DATA:
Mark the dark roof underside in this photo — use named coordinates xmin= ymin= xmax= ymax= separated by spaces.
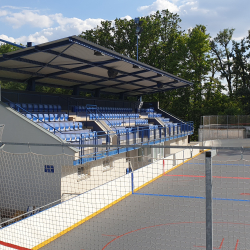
xmin=0 ymin=36 xmax=192 ymax=96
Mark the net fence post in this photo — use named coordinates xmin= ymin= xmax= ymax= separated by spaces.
xmin=205 ymin=151 xmax=213 ymax=250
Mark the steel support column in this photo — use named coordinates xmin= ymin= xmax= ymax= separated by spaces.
xmin=26 ymin=78 xmax=36 ymax=91
xmin=205 ymin=151 xmax=213 ymax=250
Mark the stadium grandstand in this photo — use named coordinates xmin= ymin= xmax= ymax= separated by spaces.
xmin=0 ymin=36 xmax=195 ymax=250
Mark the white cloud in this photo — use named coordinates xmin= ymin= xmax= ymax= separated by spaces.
xmin=137 ymin=0 xmax=250 ymax=39
xmin=4 ymin=10 xmax=53 ymax=29
xmin=137 ymin=0 xmax=211 ymax=16
xmin=0 ymin=6 xmax=105 ymax=45
xmin=0 ymin=15 xmax=104 ymax=45
xmin=120 ymin=15 xmax=132 ymax=21
xmin=2 ymin=6 xmax=30 ymax=10
xmin=138 ymin=0 xmax=180 ymax=15
xmin=0 ymin=34 xmax=16 ymax=43
xmin=0 ymin=10 xmax=8 ymax=17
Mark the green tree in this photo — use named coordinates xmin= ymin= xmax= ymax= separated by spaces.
xmin=0 ymin=42 xmax=27 ymax=91
xmin=210 ymin=28 xmax=235 ymax=97
xmin=80 ymin=9 xmax=183 ymax=69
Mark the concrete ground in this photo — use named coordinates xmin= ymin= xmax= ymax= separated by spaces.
xmin=41 ymin=150 xmax=250 ymax=250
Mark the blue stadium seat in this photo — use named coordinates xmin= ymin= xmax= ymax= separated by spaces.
xmin=48 ymin=105 xmax=53 ymax=112
xmin=53 ymin=105 xmax=58 ymax=112
xmin=59 ymin=123 xmax=65 ymax=132
xmin=74 ymin=122 xmax=79 ymax=130
xmin=70 ymin=134 xmax=76 ymax=141
xmin=27 ymin=104 xmax=33 ymax=112
xmin=58 ymin=105 xmax=62 ymax=112
xmin=38 ymin=104 xmax=44 ymax=112
xmin=78 ymin=122 xmax=83 ymax=130
xmin=75 ymin=134 xmax=80 ymax=141
xmin=84 ymin=134 xmax=89 ymax=140
xmin=72 ymin=106 xmax=78 ymax=112
xmin=64 ymin=114 xmax=69 ymax=121
xmin=41 ymin=124 xmax=49 ymax=131
xmin=59 ymin=113 xmax=65 ymax=121
xmin=48 ymin=124 xmax=54 ymax=133
xmin=44 ymin=104 xmax=49 ymax=113
xmin=26 ymin=114 xmax=32 ymax=120
xmin=33 ymin=104 xmax=38 ymax=112
xmin=69 ymin=122 xmax=74 ymax=131
xmin=65 ymin=134 xmax=71 ymax=142
xmin=38 ymin=114 xmax=44 ymax=122
xmin=21 ymin=103 xmax=27 ymax=111
xmin=49 ymin=114 xmax=55 ymax=122
xmin=54 ymin=114 xmax=59 ymax=122
xmin=9 ymin=102 xmax=15 ymax=109
xmin=64 ymin=122 xmax=70 ymax=131
xmin=58 ymin=134 xmax=66 ymax=141
xmin=79 ymin=106 xmax=85 ymax=112
xmin=44 ymin=114 xmax=49 ymax=122
xmin=32 ymin=115 xmax=38 ymax=122
xmin=53 ymin=123 xmax=59 ymax=132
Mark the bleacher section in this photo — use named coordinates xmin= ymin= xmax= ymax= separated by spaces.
xmin=4 ymin=99 xmax=194 ymax=165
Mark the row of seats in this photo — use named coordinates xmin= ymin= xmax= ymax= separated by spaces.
xmin=26 ymin=113 xmax=69 ymax=122
xmin=7 ymin=101 xmax=104 ymax=146
xmin=89 ymin=113 xmax=140 ymax=120
xmin=148 ymin=113 xmax=162 ymax=118
xmin=160 ymin=118 xmax=171 ymax=124
xmin=106 ymin=120 xmax=123 ymax=127
xmin=115 ymin=127 xmax=136 ymax=135
xmin=149 ymin=125 xmax=159 ymax=130
xmin=38 ymin=122 xmax=83 ymax=132
xmin=140 ymin=108 xmax=154 ymax=113
xmin=57 ymin=132 xmax=97 ymax=142
xmin=72 ymin=106 xmax=133 ymax=113
xmin=9 ymin=103 xmax=62 ymax=113
xmin=98 ymin=107 xmax=133 ymax=113
xmin=105 ymin=119 xmax=149 ymax=127
xmin=135 ymin=119 xmax=148 ymax=125
xmin=116 ymin=128 xmax=127 ymax=135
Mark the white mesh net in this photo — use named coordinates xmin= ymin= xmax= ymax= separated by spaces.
xmin=0 ymin=145 xmax=250 ymax=250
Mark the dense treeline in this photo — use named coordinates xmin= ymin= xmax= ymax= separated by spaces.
xmin=80 ymin=10 xmax=250 ymax=140
xmin=1 ymin=9 xmax=250 ymax=140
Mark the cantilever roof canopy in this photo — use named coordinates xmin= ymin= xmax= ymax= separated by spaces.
xmin=0 ymin=36 xmax=193 ymax=96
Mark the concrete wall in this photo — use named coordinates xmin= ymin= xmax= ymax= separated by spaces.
xmin=0 ymin=101 xmax=77 ymax=156
xmin=0 ymin=149 xmax=73 ymax=218
xmin=0 ymin=102 xmax=79 ymax=219
xmin=61 ymin=153 xmax=129 ymax=200
xmin=164 ymin=136 xmax=188 ymax=155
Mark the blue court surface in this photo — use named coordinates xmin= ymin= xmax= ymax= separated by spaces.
xmin=41 ymin=150 xmax=250 ymax=250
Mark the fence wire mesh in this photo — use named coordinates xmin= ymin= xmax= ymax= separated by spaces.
xmin=0 ymin=142 xmax=250 ymax=249
xmin=199 ymin=115 xmax=250 ymax=141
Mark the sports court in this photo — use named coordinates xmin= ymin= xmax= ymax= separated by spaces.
xmin=39 ymin=148 xmax=250 ymax=250
xmin=0 ymin=36 xmax=249 ymax=250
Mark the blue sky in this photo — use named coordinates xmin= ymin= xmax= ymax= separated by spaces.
xmin=0 ymin=0 xmax=249 ymax=45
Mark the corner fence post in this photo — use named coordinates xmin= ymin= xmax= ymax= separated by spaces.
xmin=205 ymin=151 xmax=213 ymax=250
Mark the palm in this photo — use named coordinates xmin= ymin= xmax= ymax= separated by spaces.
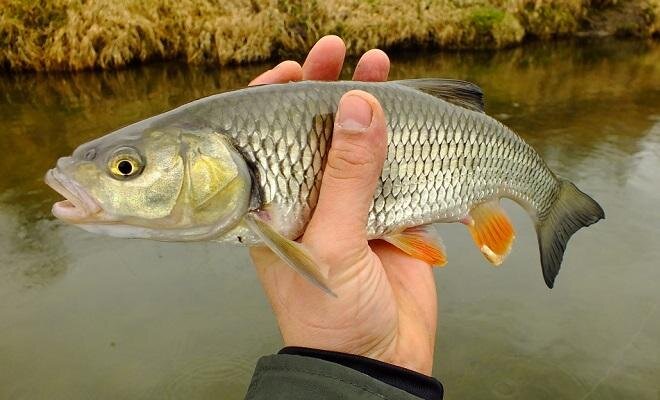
xmin=250 ymin=240 xmax=436 ymax=373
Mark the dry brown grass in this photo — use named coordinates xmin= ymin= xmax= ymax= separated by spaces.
xmin=1 ymin=0 xmax=658 ymax=71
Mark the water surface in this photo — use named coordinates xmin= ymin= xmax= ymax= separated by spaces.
xmin=1 ymin=39 xmax=659 ymax=399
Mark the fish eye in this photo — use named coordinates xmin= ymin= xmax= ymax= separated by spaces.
xmin=108 ymin=148 xmax=143 ymax=179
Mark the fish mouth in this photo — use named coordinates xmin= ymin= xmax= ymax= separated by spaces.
xmin=45 ymin=168 xmax=104 ymax=223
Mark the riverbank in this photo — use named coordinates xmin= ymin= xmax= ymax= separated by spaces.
xmin=1 ymin=0 xmax=659 ymax=71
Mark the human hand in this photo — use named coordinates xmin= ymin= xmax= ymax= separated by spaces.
xmin=248 ymin=36 xmax=438 ymax=375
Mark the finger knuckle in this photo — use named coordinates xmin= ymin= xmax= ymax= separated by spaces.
xmin=325 ymin=140 xmax=376 ymax=182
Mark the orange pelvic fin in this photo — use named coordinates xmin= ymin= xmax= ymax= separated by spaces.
xmin=464 ymin=201 xmax=516 ymax=266
xmin=383 ymin=226 xmax=447 ymax=266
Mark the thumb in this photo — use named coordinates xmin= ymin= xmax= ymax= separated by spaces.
xmin=303 ymin=90 xmax=388 ymax=269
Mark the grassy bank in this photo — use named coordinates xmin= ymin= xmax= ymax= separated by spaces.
xmin=1 ymin=0 xmax=659 ymax=71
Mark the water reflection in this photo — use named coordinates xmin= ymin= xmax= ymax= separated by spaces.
xmin=0 ymin=205 xmax=68 ymax=291
xmin=0 ymin=38 xmax=658 ymax=399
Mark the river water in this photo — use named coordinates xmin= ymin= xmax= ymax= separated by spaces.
xmin=1 ymin=38 xmax=658 ymax=399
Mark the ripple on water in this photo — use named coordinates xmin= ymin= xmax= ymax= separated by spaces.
xmin=146 ymin=354 xmax=255 ymax=399
xmin=482 ymin=354 xmax=589 ymax=399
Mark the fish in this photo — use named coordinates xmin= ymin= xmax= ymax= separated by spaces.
xmin=45 ymin=79 xmax=605 ymax=295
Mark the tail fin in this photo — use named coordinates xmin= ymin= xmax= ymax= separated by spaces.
xmin=536 ymin=179 xmax=605 ymax=288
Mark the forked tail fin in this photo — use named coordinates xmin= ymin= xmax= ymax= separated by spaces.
xmin=536 ymin=179 xmax=605 ymax=288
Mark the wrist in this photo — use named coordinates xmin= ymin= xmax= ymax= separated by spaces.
xmin=281 ymin=335 xmax=434 ymax=376
xmin=278 ymin=316 xmax=435 ymax=376
xmin=372 ymin=343 xmax=435 ymax=376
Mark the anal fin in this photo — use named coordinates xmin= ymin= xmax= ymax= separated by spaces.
xmin=383 ymin=226 xmax=447 ymax=266
xmin=464 ymin=201 xmax=516 ymax=266
xmin=244 ymin=212 xmax=336 ymax=297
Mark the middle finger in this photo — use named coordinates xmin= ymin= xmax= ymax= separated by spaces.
xmin=302 ymin=35 xmax=346 ymax=80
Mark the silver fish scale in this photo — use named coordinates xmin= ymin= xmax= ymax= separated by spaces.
xmin=198 ymin=81 xmax=560 ymax=238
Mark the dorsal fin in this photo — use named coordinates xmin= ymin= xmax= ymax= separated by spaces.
xmin=394 ymin=78 xmax=485 ymax=112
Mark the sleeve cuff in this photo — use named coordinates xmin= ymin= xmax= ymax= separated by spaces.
xmin=279 ymin=346 xmax=443 ymax=400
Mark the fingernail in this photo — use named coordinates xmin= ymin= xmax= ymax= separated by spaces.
xmin=336 ymin=94 xmax=373 ymax=132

WORK TO COMPLETE: May I have exactly the lines from the one containing "Mark the anal" through the last line of the data, both included?

RESULT OF THE EXERCISE:
Mark the anal fin in this photo — use named coordinates xmin= ymin= xmax= ymax= separated by spaces.
xmin=383 ymin=226 xmax=447 ymax=266
xmin=464 ymin=201 xmax=516 ymax=266
xmin=244 ymin=212 xmax=336 ymax=297
Mark the middle finger in this photo — use named coordinates xmin= ymin= xmax= ymax= separated by spaces.
xmin=302 ymin=35 xmax=346 ymax=80
Mark the silver fish scale in this photo — use named coordinates xmin= ymin= xmax= ymax= separated by spaces.
xmin=198 ymin=81 xmax=560 ymax=238
Mark the dorsal fin in this photo — use named coordinates xmin= ymin= xmax= ymax= separated by spaces.
xmin=394 ymin=78 xmax=485 ymax=112
Mark the sleeve cuff in this photo — use named coordinates xmin= ymin= xmax= ymax= separated by spaces.
xmin=279 ymin=346 xmax=443 ymax=400
Mark the fingernail in this photo — use named coordinates xmin= ymin= xmax= ymax= separated by spaces.
xmin=336 ymin=94 xmax=373 ymax=132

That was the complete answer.